- [WHAT TO WORK ON] Collect every line from the items below that contains the string "pool". Case counts.

- [SUPPLIED RECORDS]
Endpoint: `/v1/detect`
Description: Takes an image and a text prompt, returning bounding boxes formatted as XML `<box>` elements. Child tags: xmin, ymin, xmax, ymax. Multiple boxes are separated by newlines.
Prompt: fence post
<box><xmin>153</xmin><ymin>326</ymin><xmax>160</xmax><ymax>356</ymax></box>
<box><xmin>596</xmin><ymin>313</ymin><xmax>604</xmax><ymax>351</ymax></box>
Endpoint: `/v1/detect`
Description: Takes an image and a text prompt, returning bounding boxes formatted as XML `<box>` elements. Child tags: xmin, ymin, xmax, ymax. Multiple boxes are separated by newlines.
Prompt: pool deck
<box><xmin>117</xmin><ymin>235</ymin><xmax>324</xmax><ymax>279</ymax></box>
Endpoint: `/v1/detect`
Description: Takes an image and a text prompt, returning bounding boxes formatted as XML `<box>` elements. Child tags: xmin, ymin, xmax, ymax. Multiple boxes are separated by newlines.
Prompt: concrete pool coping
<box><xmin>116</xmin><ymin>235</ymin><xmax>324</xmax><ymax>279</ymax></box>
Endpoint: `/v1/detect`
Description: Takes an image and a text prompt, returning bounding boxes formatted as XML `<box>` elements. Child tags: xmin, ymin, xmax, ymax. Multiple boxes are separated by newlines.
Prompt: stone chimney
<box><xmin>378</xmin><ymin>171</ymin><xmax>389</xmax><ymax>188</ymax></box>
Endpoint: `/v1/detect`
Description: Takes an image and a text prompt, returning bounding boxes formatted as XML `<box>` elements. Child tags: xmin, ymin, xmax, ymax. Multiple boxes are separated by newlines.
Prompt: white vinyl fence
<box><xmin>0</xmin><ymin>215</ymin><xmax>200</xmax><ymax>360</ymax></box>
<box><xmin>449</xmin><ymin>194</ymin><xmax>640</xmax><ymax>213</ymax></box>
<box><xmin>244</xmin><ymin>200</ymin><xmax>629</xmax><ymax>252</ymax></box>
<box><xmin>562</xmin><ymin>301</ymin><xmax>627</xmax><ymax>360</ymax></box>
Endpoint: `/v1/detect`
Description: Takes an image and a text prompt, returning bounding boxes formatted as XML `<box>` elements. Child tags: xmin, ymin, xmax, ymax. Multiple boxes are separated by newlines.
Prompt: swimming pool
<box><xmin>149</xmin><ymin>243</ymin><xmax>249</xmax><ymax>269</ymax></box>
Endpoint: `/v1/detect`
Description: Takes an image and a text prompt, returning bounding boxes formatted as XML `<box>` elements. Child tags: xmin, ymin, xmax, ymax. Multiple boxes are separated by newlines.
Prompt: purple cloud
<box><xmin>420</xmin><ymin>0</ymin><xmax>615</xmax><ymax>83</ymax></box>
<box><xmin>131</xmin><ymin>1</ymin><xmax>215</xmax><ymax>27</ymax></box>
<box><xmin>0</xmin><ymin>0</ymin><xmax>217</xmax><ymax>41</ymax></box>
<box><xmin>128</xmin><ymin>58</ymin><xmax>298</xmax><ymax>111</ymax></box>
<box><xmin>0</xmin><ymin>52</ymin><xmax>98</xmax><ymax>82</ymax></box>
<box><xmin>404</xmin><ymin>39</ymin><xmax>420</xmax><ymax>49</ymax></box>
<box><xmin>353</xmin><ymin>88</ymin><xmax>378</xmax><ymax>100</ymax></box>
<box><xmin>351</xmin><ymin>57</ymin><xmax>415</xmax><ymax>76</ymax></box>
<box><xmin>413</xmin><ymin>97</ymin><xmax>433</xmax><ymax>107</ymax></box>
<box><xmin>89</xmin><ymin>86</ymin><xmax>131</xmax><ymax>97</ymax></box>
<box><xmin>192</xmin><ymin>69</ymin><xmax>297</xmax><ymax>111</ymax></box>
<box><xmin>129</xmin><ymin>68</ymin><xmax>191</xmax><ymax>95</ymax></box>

- [RESULT OF THIS TASK]
Prompt: pool deck
Prompt: concrete pool coping
Prompt: swimming pool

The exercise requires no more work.